→ PROMPT:
Could you put the lines below, from the line with "Tag each instance of the bird's beak" to the line with "x=553, y=92" (both included), into a JSON list of strings with one string per line and blank lines left out?

*** MATERIAL SHOWN ***

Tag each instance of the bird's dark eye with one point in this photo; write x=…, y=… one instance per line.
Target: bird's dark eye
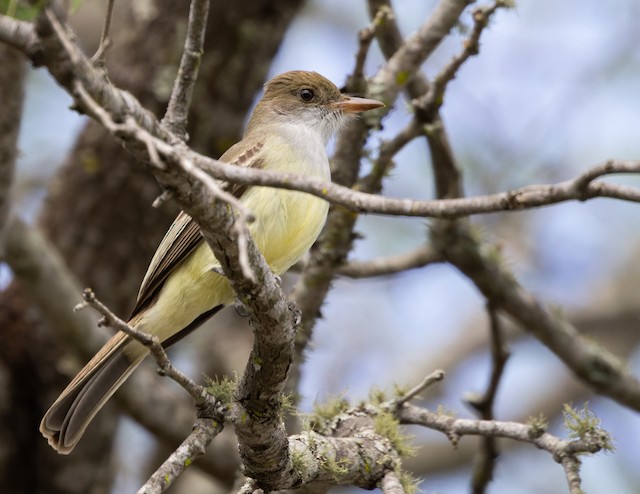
x=306, y=94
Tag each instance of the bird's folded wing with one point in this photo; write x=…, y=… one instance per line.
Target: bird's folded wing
x=184, y=234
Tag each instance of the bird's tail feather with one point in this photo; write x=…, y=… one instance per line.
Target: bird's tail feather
x=66, y=420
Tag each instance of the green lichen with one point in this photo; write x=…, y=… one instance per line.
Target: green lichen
x=386, y=425
x=223, y=389
x=537, y=425
x=584, y=424
x=324, y=413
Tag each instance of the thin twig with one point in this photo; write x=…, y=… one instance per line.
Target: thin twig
x=193, y=447
x=197, y=392
x=526, y=433
x=571, y=466
x=484, y=464
x=98, y=58
x=434, y=98
x=175, y=119
x=383, y=266
x=436, y=376
x=391, y=484
x=366, y=36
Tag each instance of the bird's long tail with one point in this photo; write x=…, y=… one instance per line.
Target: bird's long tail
x=66, y=420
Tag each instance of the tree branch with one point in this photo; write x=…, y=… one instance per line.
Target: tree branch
x=454, y=428
x=592, y=363
x=12, y=88
x=382, y=266
x=175, y=118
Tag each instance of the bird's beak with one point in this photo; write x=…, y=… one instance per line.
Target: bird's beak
x=351, y=104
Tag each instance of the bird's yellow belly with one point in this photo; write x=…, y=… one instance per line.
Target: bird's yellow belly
x=287, y=224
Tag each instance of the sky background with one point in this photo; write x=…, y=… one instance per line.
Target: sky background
x=553, y=92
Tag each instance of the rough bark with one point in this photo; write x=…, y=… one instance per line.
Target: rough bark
x=98, y=210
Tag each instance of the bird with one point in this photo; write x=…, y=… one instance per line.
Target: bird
x=288, y=131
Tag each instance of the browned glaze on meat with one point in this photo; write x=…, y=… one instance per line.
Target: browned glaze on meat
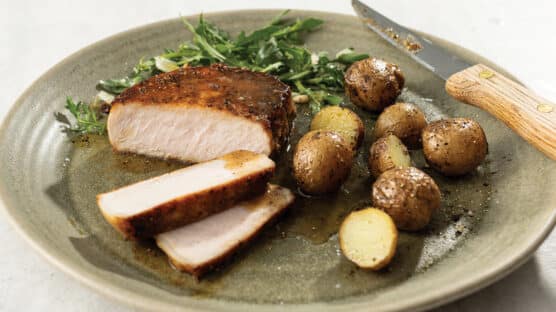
x=257, y=96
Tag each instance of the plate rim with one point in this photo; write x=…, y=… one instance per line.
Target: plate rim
x=130, y=298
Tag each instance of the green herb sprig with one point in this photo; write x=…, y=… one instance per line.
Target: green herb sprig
x=276, y=48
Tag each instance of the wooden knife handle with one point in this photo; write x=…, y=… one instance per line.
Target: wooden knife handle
x=529, y=115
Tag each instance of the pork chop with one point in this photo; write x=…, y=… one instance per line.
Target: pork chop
x=197, y=247
x=200, y=113
x=186, y=195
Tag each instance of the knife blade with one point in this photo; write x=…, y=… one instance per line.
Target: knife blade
x=421, y=49
x=526, y=113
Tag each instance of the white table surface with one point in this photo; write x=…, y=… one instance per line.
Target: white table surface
x=34, y=35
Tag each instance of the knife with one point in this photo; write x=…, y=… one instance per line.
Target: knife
x=526, y=113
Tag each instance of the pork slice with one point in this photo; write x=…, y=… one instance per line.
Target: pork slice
x=197, y=247
x=199, y=113
x=186, y=195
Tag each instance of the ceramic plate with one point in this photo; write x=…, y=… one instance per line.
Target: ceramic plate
x=490, y=221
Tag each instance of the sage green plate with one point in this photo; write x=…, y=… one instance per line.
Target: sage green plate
x=490, y=222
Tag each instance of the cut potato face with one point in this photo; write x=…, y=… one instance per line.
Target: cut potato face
x=343, y=121
x=368, y=238
x=388, y=153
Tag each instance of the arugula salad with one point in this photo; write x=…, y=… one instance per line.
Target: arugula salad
x=276, y=48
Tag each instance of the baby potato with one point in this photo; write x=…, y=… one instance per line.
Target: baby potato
x=454, y=146
x=368, y=238
x=373, y=84
x=408, y=195
x=321, y=162
x=405, y=121
x=343, y=121
x=388, y=153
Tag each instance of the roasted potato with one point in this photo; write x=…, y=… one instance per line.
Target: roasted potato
x=454, y=146
x=408, y=195
x=405, y=121
x=368, y=238
x=343, y=121
x=388, y=153
x=321, y=162
x=373, y=83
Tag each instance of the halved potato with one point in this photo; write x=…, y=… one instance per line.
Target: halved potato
x=388, y=153
x=343, y=121
x=368, y=238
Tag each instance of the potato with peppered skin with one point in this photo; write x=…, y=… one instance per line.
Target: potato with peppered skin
x=454, y=146
x=343, y=121
x=408, y=195
x=321, y=162
x=405, y=121
x=388, y=153
x=373, y=83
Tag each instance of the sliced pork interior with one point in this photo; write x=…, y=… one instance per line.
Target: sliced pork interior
x=186, y=195
x=200, y=113
x=197, y=247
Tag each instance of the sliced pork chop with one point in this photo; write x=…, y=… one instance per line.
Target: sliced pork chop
x=186, y=195
x=197, y=247
x=200, y=113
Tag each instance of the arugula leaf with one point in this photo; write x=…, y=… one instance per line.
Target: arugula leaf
x=276, y=48
x=88, y=120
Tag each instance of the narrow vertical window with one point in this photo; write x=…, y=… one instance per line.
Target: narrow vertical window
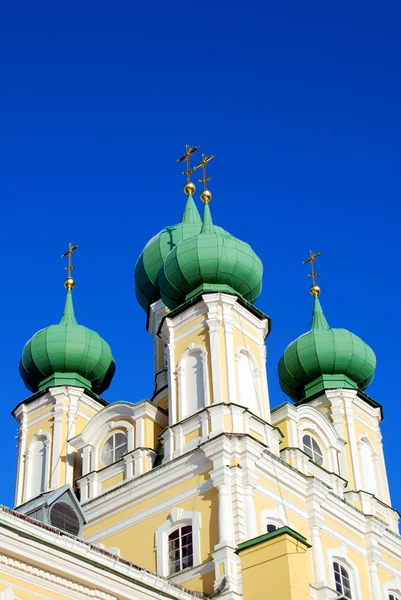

***

→ SOLUTION FOR THIS TASK:
[
  "Tag each instance of the bird's beak with one point in this photo; write x=…, y=… one instance per line.",
  "Target: bird's beak",
  "x=351, y=104",
  "Tag each instance of the bird's yellow belly with one point in this photo; write x=…, y=… one instance per line.",
  "Target: bird's yellow belly",
  "x=287, y=224",
  "Tag each instance of the sky background with one point in this photo; write x=…, y=… one instance per line.",
  "Target: sky background",
  "x=553, y=92"
]